---------- EXTRACT TO READ

Some call me a conservative, some call me a libertarian & some call me a tea party member. I call myself a “conservatarian” (you can use it if you want). Regardless, there is something that needs to be known. It’s something the pundits of the left and right regularly ignore. Those who embrace it, are often accused of “neoconfederacy”, or my favorite “racism”. I’m talking about State rights. It’s odd that opponents of State rights who cry “racist!” regularly cite the Supreme Court’s decision to uphold Obamacare. It seems they forget that the same court ruled African Americans were not human, but property in Dred Scott v. Sandford.
You see, it makes little sense to vest much value in Supreme Court decisions made after 1803. The Supreme Court has not ruled within its constitutional jurisdiction since Chief Justice John Marshall gave the majority opinion in Marbury v. Madison. In this case, Chief Justice John Marshall unconstitutionally expanded the power of the Court to rule on cases, which would apply to the entire country. This was not the original intent of the Supreme Court of the United States. Every case ruled on since then is null and void. Even so, it’s imperative to remember that the Court issues opinions, not decrees.
We know that America was founded on compact theory. This is made crystal clear by Madison, the father of the Constitution, when he drafted the Report of 1800. Compact theory dictates that the states compose the country. These states explicitly grant the federal government its power. Compact theory also sets the paradigm that the State has the authority to dictate whether or not a federal law is constitutional. If you asked Americans on the street today they would most likely tell you the opposite is true.
All that build up for what? Well, why wait for the Supreme Court to strike down the law? There are multiple cases making their way to the SCOTUS, which very well may cripple Obamacare. However, if we are a nation of principled citizens we should not rely on these Supreme Court opinions regardless of how they sway. As I said before, the SCOTUS is operating outside of its jurisdiction.
Individual states have the power to nullify Obamacare, if they so choose to take that path. However, there is another way the law can also be killed.
Let us consider that only 17 states are running their own health care exchange under the Patient Care Act (PCA). Another 26 are leaving it completely up to the feds, and the remaining few are doing a joint exchange. Now, in this case, it may seem that more states have opted for greater government control. Not so, because of text of the PCA states who opted for the federal exchange are actually on their way to opting out of Obamacare. This is why essentially every state run by republicans opted for the federal exchange. Many states are now in the process of trying to kill the medicaid expansion under Obamacare. If successful, with a few more steps, these states have effectively nullified Obamacare. These states are now in a stronger position to move on to the next phase–
Next, let us consider how many states are run by republicans. Democrats only have complete legislative control over 17 states. Also, they could soon be losing Virginia, as the gubernatorial race between McAuliffe (D), Cuccinelli (R) and Sarvis (L) tightens. A recent poll shows Sarvis dropping 1 point, and McAuliffe/Cuccinelli in a statistical tie.
Regardless of that race, republican ran states are on the rise. Since Obama took office, republican governors have taken over 9 states. If the trend continues, republicans will continue to gain ground in the states. Also, libertarian candidates are taking the field with relatively impressive results.

--------------------

__DIRECTIONS FOR THIS TASK__.
Rewrite the stretch of the essay on state rights from "Regardless of that" through "relatively impressive results.", putting "third-party candidates" in place of "libertarian candidates".

---------- EXTRACTED INFORMATION

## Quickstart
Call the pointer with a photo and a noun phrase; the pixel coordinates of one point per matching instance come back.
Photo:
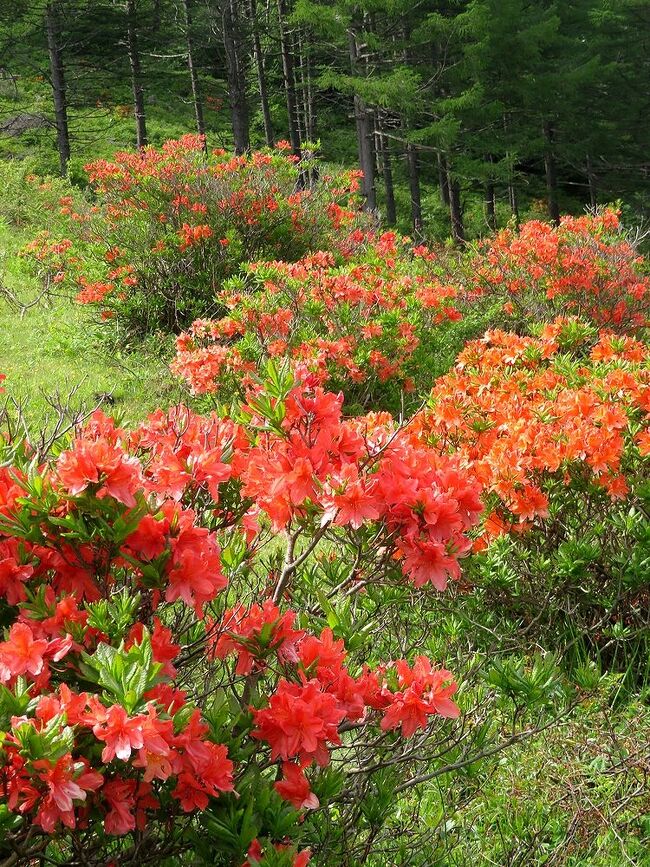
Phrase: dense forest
(460, 114)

--------------------

__TASK SOLUTION__.
Regardless of that race, republican ran states are on the rise. Since Obama took office, republican governors have taken over 9 states. If the trend continues, republicans will continue to gain ground in the states. Also, third-party candidates are taking the field with relatively impressive results.